Data for the task>
----------------------------------------
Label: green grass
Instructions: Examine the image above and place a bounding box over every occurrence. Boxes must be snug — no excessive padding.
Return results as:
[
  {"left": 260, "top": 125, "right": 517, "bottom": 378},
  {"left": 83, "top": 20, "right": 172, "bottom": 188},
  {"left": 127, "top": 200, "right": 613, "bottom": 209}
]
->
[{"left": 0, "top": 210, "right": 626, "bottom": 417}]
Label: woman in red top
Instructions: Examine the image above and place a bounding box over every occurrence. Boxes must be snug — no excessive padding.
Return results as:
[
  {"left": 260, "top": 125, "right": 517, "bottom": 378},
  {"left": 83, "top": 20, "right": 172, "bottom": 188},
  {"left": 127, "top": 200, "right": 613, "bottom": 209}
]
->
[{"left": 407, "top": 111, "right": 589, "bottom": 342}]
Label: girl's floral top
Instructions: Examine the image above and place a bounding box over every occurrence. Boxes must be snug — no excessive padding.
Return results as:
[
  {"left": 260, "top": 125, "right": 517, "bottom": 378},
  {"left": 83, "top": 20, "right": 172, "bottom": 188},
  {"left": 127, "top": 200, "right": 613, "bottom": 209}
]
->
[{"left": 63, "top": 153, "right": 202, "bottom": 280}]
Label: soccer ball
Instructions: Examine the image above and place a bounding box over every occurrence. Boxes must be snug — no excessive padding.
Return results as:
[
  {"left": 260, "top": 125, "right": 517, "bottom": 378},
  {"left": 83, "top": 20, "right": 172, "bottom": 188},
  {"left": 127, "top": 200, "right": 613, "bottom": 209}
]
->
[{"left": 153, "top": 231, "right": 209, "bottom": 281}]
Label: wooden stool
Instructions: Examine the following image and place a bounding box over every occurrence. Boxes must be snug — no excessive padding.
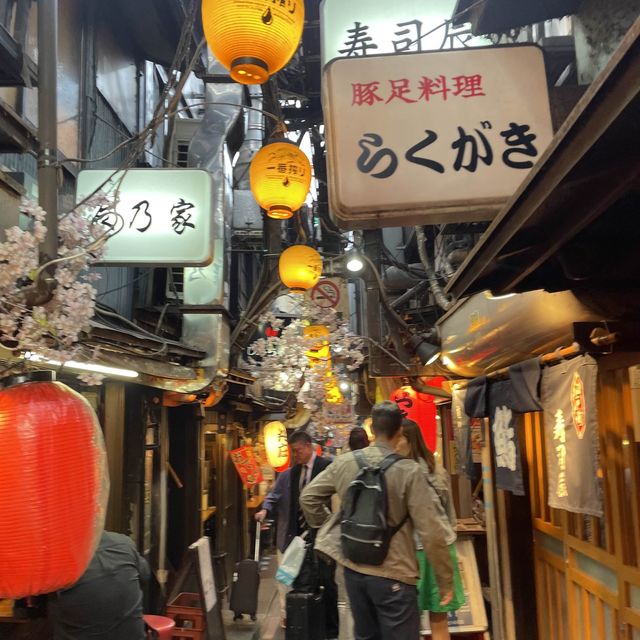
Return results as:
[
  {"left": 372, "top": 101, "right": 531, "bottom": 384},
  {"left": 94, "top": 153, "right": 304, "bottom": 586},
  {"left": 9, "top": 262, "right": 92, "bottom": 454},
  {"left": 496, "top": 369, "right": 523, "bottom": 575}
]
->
[{"left": 143, "top": 615, "right": 176, "bottom": 640}]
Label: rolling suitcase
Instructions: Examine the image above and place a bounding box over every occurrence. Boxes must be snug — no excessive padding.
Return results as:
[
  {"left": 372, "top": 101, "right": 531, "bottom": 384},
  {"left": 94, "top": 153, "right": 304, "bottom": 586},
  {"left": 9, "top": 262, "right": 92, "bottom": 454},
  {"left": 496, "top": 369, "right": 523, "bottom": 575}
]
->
[
  {"left": 229, "top": 522, "right": 260, "bottom": 620},
  {"left": 285, "top": 591, "right": 325, "bottom": 640}
]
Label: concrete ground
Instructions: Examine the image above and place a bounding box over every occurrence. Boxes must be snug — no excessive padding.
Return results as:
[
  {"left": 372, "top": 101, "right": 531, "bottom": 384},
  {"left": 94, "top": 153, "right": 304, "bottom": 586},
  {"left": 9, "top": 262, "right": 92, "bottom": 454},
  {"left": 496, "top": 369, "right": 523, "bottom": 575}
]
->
[{"left": 222, "top": 554, "right": 353, "bottom": 640}]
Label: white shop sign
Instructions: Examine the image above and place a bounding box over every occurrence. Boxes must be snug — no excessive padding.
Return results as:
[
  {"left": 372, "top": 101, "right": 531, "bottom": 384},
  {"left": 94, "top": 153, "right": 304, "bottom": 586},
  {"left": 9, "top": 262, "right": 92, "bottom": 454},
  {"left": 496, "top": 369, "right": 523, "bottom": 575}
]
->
[
  {"left": 76, "top": 169, "right": 214, "bottom": 267},
  {"left": 320, "top": 0, "right": 483, "bottom": 66},
  {"left": 323, "top": 46, "right": 553, "bottom": 229}
]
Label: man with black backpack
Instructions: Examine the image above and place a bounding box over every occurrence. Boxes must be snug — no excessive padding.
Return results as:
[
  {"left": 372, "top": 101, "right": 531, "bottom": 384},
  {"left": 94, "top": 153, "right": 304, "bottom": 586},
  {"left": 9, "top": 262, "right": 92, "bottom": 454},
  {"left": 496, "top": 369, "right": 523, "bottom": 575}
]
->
[{"left": 300, "top": 402, "right": 453, "bottom": 640}]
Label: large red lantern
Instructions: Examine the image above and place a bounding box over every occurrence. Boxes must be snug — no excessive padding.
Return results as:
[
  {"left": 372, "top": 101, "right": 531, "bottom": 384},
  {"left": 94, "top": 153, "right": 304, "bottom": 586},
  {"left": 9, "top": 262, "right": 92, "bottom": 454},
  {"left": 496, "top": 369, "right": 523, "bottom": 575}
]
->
[
  {"left": 0, "top": 382, "right": 108, "bottom": 598},
  {"left": 391, "top": 386, "right": 438, "bottom": 451}
]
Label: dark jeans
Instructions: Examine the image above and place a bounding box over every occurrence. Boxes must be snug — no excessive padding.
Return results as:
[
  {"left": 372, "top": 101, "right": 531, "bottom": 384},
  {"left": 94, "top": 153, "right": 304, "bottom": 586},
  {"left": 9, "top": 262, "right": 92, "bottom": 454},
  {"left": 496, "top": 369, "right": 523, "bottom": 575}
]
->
[
  {"left": 318, "top": 559, "right": 340, "bottom": 638},
  {"left": 344, "top": 567, "right": 420, "bottom": 640}
]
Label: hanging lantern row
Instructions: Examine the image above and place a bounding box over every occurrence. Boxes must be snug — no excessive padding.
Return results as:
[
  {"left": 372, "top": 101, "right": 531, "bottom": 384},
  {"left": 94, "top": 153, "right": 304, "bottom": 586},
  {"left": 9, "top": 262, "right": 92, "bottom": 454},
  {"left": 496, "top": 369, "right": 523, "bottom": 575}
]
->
[
  {"left": 278, "top": 244, "right": 322, "bottom": 293},
  {"left": 249, "top": 140, "right": 311, "bottom": 220},
  {"left": 202, "top": 0, "right": 304, "bottom": 84}
]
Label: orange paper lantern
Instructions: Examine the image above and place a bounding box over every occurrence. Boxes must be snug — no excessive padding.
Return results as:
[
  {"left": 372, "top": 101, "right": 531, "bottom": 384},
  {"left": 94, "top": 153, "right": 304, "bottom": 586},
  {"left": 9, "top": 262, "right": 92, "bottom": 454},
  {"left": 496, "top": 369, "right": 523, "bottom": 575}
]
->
[
  {"left": 202, "top": 0, "right": 304, "bottom": 84},
  {"left": 249, "top": 140, "right": 311, "bottom": 220},
  {"left": 0, "top": 382, "right": 108, "bottom": 598},
  {"left": 278, "top": 244, "right": 322, "bottom": 293},
  {"left": 264, "top": 420, "right": 289, "bottom": 471}
]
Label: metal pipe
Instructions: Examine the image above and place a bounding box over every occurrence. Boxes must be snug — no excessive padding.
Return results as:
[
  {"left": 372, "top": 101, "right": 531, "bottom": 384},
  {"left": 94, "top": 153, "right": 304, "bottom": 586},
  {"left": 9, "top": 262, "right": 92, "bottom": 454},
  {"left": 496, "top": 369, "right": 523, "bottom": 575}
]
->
[
  {"left": 38, "top": 0, "right": 58, "bottom": 260},
  {"left": 415, "top": 226, "right": 451, "bottom": 310}
]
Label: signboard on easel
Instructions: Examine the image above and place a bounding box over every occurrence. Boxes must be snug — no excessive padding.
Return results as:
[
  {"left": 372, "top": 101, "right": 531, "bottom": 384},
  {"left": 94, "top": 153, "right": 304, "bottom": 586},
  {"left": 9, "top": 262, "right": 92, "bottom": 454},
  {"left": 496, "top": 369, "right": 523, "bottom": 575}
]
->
[{"left": 167, "top": 537, "right": 226, "bottom": 640}]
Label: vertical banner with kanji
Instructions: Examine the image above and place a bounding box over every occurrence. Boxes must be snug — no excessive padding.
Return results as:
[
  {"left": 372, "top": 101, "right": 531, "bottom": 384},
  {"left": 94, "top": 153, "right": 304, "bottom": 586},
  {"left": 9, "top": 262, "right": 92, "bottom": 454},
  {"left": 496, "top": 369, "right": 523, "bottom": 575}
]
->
[
  {"left": 542, "top": 356, "right": 603, "bottom": 517},
  {"left": 489, "top": 380, "right": 524, "bottom": 496},
  {"left": 229, "top": 447, "right": 262, "bottom": 489}
]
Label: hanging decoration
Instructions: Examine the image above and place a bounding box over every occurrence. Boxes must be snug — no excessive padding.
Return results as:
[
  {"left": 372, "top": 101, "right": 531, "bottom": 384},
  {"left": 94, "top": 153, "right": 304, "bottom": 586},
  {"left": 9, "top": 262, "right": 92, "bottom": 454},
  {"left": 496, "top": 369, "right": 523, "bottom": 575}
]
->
[
  {"left": 202, "top": 0, "right": 304, "bottom": 84},
  {"left": 0, "top": 382, "right": 108, "bottom": 599},
  {"left": 278, "top": 244, "right": 322, "bottom": 293},
  {"left": 390, "top": 385, "right": 438, "bottom": 451},
  {"left": 229, "top": 446, "right": 262, "bottom": 489},
  {"left": 249, "top": 140, "right": 311, "bottom": 220},
  {"left": 0, "top": 196, "right": 113, "bottom": 384},
  {"left": 264, "top": 420, "right": 289, "bottom": 472},
  {"left": 250, "top": 302, "right": 364, "bottom": 439}
]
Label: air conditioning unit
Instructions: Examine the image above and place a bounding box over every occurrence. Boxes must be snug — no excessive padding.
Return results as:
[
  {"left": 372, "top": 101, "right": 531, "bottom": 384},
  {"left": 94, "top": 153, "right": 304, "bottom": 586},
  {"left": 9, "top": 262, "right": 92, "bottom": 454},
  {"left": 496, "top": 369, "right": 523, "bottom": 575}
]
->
[{"left": 168, "top": 118, "right": 202, "bottom": 167}]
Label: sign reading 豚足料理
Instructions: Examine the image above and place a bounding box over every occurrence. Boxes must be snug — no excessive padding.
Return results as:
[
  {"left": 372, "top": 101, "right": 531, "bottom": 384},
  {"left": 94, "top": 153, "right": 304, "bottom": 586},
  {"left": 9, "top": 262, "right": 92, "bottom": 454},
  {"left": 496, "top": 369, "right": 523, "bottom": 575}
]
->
[
  {"left": 323, "top": 46, "right": 553, "bottom": 229},
  {"left": 77, "top": 169, "right": 214, "bottom": 267}
]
----------------------------------------
Exercise instructions>
Include both ends. Return the line holding "Label: air conditioning unit" and all lines after it in the records above, exactly as written.

Completed exercise>
Label: air conditioning unit
Instructions: Examine the image above and place a bounding box over every occurrence. Boxes must be snug — no excessive padding.
Return results as:
[
  {"left": 372, "top": 101, "right": 531, "bottom": 384},
  {"left": 94, "top": 153, "right": 304, "bottom": 586},
  {"left": 9, "top": 262, "right": 92, "bottom": 454},
  {"left": 496, "top": 369, "right": 523, "bottom": 575}
]
->
[{"left": 168, "top": 118, "right": 202, "bottom": 167}]
Label: sign reading 豚足料理
Instructions: Examine the image above and place a bounding box over every occurrence. Boxes must be snug — no excessive padding.
Return results as:
[
  {"left": 372, "top": 101, "right": 531, "bottom": 384},
  {"left": 94, "top": 153, "right": 304, "bottom": 586},
  {"left": 9, "top": 262, "right": 92, "bottom": 454},
  {"left": 496, "top": 369, "right": 523, "bottom": 575}
]
->
[
  {"left": 323, "top": 46, "right": 553, "bottom": 229},
  {"left": 77, "top": 169, "right": 214, "bottom": 267}
]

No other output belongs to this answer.